=== Section Start ===

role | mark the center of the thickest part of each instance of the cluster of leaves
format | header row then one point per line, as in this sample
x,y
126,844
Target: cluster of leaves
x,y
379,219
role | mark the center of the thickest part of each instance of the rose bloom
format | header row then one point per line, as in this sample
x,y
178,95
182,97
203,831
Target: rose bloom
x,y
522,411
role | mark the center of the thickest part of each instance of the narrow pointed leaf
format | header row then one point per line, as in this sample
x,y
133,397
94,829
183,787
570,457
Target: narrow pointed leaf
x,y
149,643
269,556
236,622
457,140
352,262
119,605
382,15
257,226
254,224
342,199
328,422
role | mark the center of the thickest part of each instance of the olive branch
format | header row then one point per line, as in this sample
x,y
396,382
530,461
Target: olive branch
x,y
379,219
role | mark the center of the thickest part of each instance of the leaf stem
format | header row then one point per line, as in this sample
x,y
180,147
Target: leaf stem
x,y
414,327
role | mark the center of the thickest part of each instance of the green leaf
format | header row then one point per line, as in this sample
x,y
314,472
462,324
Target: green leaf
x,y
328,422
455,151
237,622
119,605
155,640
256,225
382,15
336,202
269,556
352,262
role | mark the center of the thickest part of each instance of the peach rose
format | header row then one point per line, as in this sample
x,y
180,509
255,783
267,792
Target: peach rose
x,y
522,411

=== Section End ===

### WHAT YOU WILL DO:
Would you output the full listing exactly as it stands?

### OUTPUT FOR THIS TASK:
role | mark the center of the thickest part of each instance of the cluster of leaves
format | header row then one point per line, as in this sample
x,y
126,844
Target: cluster of leaves
x,y
379,219
role | mark the center of the thickest part of each instance of the rose bloom
format | header row then one point per line, as in this sample
x,y
178,95
182,97
203,831
Target: rose bloom
x,y
522,411
role | mark the center of the thickest part of each instance of the narrow pointed leaf
format | header row then one point per line, as in this sample
x,y
133,397
94,829
183,787
570,457
Target: narrow pointed leaf
x,y
149,643
269,556
236,622
457,140
352,262
119,605
382,15
257,226
254,224
342,199
328,422
role | mark the center of the thickest part of each instance of the olive branch
format | header row then one point per line, as in this sample
x,y
396,382
530,461
Target: olive branch
x,y
379,219
role | mark the center of the thickest part of each instance of the leaf stem
format | header row then one point per line, as in this sample
x,y
180,147
Target: leaf stem
x,y
414,327
role | mark the center of the thickest part of each instance of the green leaf
format | header row then one point per line, as in this sample
x,y
314,472
462,324
Target: green leaf
x,y
328,422
455,151
237,622
119,605
155,640
256,225
382,15
336,202
269,556
352,262
role | mark the center of the thickest part of each instance of the peach rose
format | header row then one point per line, as in this sample
x,y
180,509
255,783
267,792
Target: peach rose
x,y
522,411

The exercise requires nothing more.